__Work to complete__
• a. In the workshop notes, what command is typed in the Anaconda Prompt on a JPMC machine to start Jupyter?
• b. Reproduce word for word the part of the workshop notes from "When you started" to "it. What happens?".

# Notes for a "Getting started" workshop

We're going to run through a series of steps and challenges. If you get stuck at any point please feel free to ask one of our volunteers for help!

## 1. Install Anaconda

### On a JPMC machine

1. Go to https://fastxchange.jpmchase.net/software/#home
2. Search for "Anaconda"
3. Install "Anaconda for Python 3.x"

### On your own machine

Go to https://www.continuum.io/downloads/


## 2. Run Jupyter Notebook

Jupyter is a tool for interacting with code and data in a variety of languages. Today (obviously) we're using it with Python 3, but you can find out more about what it can do at http://jupyter.org/

### On a JPMC machine

1. Start > All Programs > Anaconda 3 > Anaconda Prompt
2. Type `jupyter notebook`

### On your own machine

Just from Start > All Programs > Anaconda > Jupyter (or similar)


## 3. Get the workshop notebook

1. Download https://joehalliwell.com/


## 4. Jupyter basics

When you started Jupyter a new browser tab should have opened. Click the "New" button and then select "Python" to start a new Python Notebook.

### Challenges

1. Go to the "Help" menu above and run through the "User Interface Tour"
2. Click into the "In" box below and hit `control + enter` to execute it. What happens?
3. Click the "+" button to create a new code block. Type in `1337 + 1337` and hit `control + enter` to evaluate.
4. Click the scissors button to remove it
5. Pop-up documentation by click on the word format and pressing `shift + tab`. You can use the controls in the top-right of the pop-up to see more info.


In [None]:
from getpass import getuser
print("{0} RULEZ!!!".format(getuser()))

## 5. Python basics

Practice a bit of Python. Skip this if you're totally on top of the Python thing.

__Rows__
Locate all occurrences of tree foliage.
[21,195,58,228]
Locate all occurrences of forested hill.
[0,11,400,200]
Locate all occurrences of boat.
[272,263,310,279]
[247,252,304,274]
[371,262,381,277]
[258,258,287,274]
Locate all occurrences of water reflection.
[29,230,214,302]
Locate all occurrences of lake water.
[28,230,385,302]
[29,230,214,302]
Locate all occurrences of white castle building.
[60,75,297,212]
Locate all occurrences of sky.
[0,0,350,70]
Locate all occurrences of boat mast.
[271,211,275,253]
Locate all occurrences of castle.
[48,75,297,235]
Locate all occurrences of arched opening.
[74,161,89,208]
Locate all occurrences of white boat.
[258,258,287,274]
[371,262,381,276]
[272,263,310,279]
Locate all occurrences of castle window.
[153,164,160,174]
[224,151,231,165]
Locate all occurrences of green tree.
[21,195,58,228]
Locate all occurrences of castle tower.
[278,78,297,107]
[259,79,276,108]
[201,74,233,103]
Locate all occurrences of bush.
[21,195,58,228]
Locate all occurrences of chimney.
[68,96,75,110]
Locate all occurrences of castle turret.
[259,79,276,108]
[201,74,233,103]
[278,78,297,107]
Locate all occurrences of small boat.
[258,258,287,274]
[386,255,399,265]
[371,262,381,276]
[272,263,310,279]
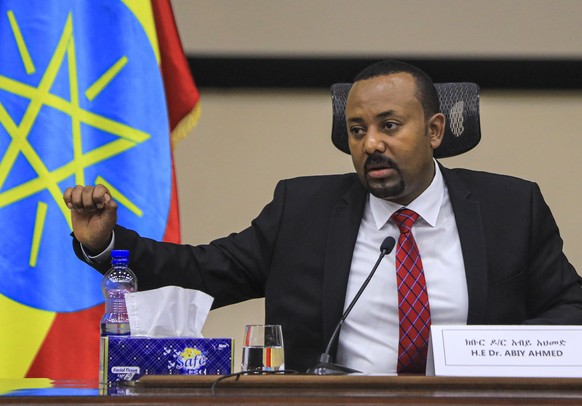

__The answers__
• a. `jupyter notebook`

• b.
When you started Jupyter a new browser tab should have opened. Click the "New" button and then select "Python" to start a new Python Notebook.

### Challenges

1. Go to the "Help" menu above and run through the "User Interface Tour"
2. Click into the "In" box below and hit `control + enter` to execute it. What happens?